They may be called "man's best friends," but dogs remain mysterious to their human companions. What do we really know about them except that they love us? Or is even that an illusion?

No, says Stanley Coren, author of "Do Dogs Dream?: Nearly Everything Your Dog Wants You to Know" (W.W. Norton: 290 pp., $23.95), a professor emeritus of psychology at the University of British Columbia.

"Science has progressed, and we have now come to understand that dogs have all of the same brain structures that produce emotions in humans," explains Coren, although he also cautions us not to make too much of this. "[I]t is important," he adds, "not to go overboard and immediately assume that the emotional ranges of dogs and humans are the same."

In other words, when Fido starts wagging his tail wildly as you walk up the driveway at the end of the day, don't misunderstand: That pooch is definitely thrilled to see you. It's just that his notions of attachment are a little different than ours.

Coren explores many areas of canine behavior — including whether they sweat or dream. "[I]t would be more surprising if dogs didn't dream," he writes, considering those similarities in their brains.

At the same time, he addresses various myths and anecdotes that have arisen around canine behavior. Can dogs, for instance, detect cancer? Some medical tests seem to suggest that their noses can uncover lung, bladder, breast and other cancers. "Perhaps sometime in the future, that 'lab test' you get for possible cancer may well come in the form of some educated sniffing by a Labrador Retriever," Coren muses.

Maybe so, but for now I think I'll put my trust in a CT scan.

▶ _WORK ITEM_:
Answer these questions using the review of the book about dogs:
1. At which university is Stanley Coren a professor emeritus of psychology?
2. According to Coren, what brain structures do dogs share with humans?
3. Which cancers do some medical tests suggest dogs' noses can uncover?
The records that follow have no connection to the review of the book about dogs.

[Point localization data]
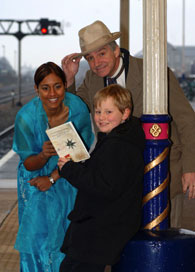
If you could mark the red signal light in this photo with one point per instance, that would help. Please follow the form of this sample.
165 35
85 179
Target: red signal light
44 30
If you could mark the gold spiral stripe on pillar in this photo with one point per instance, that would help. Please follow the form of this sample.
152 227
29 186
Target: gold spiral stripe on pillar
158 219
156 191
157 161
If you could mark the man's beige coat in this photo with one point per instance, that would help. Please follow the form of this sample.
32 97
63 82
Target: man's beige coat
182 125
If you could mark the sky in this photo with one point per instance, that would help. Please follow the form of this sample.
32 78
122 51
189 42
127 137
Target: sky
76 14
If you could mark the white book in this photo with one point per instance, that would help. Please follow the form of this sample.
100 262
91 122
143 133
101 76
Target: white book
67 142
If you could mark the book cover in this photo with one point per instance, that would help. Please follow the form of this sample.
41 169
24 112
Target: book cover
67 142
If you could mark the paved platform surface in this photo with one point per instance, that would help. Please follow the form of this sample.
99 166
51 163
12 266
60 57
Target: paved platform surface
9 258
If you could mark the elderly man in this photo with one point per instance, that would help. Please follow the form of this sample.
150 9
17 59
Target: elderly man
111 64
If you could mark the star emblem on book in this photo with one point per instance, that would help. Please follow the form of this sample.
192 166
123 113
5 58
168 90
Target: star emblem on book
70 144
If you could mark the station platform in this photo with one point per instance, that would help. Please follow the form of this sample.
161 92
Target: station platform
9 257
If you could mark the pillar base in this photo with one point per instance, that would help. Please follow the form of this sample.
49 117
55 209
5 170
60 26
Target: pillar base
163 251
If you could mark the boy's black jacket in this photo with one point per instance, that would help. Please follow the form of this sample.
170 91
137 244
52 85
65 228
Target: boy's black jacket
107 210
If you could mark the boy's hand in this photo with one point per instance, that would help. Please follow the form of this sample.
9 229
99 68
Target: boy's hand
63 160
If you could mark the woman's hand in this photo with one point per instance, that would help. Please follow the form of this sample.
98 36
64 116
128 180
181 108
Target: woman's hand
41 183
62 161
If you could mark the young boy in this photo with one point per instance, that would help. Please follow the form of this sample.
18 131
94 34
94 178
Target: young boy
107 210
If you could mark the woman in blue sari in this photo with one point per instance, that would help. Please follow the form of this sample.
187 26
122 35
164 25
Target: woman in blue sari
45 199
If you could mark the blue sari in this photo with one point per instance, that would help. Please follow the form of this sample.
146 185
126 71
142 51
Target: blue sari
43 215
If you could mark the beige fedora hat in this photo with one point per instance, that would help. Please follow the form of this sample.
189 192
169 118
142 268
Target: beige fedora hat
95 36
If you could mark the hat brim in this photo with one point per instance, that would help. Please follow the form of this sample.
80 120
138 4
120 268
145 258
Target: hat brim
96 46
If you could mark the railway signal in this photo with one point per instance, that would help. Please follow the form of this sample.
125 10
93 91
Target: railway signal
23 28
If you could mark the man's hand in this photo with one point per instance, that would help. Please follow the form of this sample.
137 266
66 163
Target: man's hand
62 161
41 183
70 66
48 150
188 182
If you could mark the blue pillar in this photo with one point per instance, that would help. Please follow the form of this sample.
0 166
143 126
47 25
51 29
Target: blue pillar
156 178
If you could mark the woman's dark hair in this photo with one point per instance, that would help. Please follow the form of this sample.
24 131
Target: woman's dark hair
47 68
---
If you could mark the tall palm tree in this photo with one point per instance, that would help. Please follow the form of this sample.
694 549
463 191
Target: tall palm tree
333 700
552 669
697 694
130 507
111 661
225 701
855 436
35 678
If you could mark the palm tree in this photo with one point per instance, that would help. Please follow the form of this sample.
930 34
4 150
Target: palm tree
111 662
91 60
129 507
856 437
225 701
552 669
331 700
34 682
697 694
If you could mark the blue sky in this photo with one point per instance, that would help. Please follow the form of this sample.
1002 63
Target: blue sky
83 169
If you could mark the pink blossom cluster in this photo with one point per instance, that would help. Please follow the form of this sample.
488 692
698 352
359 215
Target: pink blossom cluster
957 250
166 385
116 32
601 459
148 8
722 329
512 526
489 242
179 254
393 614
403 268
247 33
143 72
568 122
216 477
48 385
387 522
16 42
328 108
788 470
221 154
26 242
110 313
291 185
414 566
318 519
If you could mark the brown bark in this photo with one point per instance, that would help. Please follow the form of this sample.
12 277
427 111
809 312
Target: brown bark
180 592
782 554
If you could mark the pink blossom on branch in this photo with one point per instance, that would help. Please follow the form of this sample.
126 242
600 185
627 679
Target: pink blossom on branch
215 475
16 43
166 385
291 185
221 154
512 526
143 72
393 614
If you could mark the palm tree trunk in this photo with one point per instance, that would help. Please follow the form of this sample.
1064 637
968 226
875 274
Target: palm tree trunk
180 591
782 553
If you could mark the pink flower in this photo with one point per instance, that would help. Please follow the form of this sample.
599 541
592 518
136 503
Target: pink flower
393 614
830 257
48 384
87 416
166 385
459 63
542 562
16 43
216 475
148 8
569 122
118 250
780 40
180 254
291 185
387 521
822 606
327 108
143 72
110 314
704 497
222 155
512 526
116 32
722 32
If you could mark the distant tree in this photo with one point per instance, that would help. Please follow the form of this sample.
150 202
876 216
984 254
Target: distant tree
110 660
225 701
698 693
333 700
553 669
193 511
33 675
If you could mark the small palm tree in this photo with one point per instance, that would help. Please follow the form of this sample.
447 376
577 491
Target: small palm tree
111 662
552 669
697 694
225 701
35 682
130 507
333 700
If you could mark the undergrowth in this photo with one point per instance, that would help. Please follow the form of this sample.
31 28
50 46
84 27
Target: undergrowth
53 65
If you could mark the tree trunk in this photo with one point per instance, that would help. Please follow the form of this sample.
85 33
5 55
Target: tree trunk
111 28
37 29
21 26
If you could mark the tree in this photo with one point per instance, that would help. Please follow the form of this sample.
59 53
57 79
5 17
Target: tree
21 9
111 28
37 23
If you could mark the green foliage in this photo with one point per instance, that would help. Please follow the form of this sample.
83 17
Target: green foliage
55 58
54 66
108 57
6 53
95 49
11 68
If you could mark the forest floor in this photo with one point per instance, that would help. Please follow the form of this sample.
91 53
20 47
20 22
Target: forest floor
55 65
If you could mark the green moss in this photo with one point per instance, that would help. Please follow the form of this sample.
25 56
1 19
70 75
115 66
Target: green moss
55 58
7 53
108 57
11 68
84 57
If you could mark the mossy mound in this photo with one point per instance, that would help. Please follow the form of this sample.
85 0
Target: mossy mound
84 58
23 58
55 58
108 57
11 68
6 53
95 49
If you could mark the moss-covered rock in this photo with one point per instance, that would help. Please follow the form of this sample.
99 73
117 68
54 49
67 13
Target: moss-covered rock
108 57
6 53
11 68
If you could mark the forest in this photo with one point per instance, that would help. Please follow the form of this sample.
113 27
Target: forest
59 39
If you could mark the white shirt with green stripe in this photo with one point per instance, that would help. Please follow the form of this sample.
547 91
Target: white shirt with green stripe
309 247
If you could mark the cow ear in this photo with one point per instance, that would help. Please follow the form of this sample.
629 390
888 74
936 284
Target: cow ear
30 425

▶ _ANSWER SECTION_:
1. The University of British Columbia.
2. All of the same brain structures that produce emotions in humans.
3. Lung, bladder, breast and other cancers.